## START DATA PROVIDED
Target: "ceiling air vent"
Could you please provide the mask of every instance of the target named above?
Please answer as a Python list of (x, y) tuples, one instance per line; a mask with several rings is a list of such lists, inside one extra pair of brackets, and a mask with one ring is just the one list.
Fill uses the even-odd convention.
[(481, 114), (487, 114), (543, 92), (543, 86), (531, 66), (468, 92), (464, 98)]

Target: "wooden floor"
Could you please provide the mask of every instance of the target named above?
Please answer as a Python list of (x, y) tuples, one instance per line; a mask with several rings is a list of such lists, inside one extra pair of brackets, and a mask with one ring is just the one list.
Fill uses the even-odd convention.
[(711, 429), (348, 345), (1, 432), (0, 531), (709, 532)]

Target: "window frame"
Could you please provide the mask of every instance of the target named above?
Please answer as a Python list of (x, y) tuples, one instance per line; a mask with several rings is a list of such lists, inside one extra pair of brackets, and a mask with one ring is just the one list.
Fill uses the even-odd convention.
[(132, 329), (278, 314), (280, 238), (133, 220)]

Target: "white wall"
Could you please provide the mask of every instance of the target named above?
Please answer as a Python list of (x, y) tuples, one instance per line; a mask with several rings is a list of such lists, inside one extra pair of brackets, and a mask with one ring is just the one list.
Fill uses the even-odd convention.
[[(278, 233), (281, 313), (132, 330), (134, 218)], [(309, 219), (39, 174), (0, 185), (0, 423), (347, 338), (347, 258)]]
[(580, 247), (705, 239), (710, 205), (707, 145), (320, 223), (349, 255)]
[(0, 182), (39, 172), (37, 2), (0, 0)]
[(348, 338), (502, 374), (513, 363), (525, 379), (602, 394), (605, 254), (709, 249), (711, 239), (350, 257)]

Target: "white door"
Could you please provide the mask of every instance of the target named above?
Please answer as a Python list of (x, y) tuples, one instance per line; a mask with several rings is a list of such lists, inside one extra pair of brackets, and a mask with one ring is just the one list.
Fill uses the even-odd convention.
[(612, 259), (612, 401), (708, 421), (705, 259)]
## END DATA PROVIDED
- **EXERCISE**
Output every line of the listing above as a numbered list, leaving out the blank lines.

- **ANSWER TO THE PROBLEM**
1. Target: "ceiling air vent"
2. Could you please provide the mask of every instance of the target named above?
3. Please answer as a Python list of (x, y) tuples, one instance per line; a mask with several rings is a list of such lists, inside one extra pair of brackets, and a mask with one ring is just the one list.
4. Fill uses the even-odd convention.
5. [(481, 114), (487, 114), (543, 92), (543, 86), (531, 66), (468, 92), (464, 98)]
6. Target: "wooden floor"
7. Could you please provide the mask of every instance of the target named above?
8. Please answer as a Python list of (x, y) tuples, one instance per line; a mask with several rings is a list of such lists, inside one extra pair of brackets, and a mask with one ring is just the one list.
9. Fill uses the even-odd convention.
10. [(711, 429), (348, 345), (1, 432), (0, 531), (709, 532)]
11. Target: "window frame"
12. Could you please provide the mask of every instance of the target named above?
13. Please answer as a Python list of (x, y) tuples, one instance per line; a mask with several rings is a list of such lists, inside one extra pair of brackets, and a mask with one ring is just the one list.
14. Fill uses the even-odd convention.
15. [(132, 329), (278, 314), (280, 238), (133, 220)]
16. Target: "white wall"
17. Could you please provide the mask of every instance of the target named above?
18. Please answer as a Python list of (x, y) tuples, one instance per line; a mask with several rings is a list of such lists, inside one extra pair of brackets, and a mask with one ring is just the one list.
19. Fill uses the even-odd convention.
20. [[(278, 233), (281, 313), (132, 330), (134, 218)], [(309, 219), (39, 174), (0, 185), (0, 423), (347, 338), (347, 258)]]
21. [(580, 247), (705, 239), (710, 205), (707, 145), (320, 223), (349, 255)]
22. [(0, 182), (39, 172), (37, 2), (0, 0)]
23. [(348, 338), (502, 374), (513, 363), (525, 379), (602, 394), (605, 254), (709, 249), (711, 239), (350, 257)]
24. Target: "white door"
25. Could you please provide the mask of every instance of the target named above?
26. Please answer as a Python list of (x, y) tuples, one instance per line; a mask with several rings is a list of such lists, inside one extra pair of brackets, and a mask with one ring is just the one list.
27. Fill uses the even-odd convention.
28. [(612, 259), (612, 401), (708, 421), (705, 259)]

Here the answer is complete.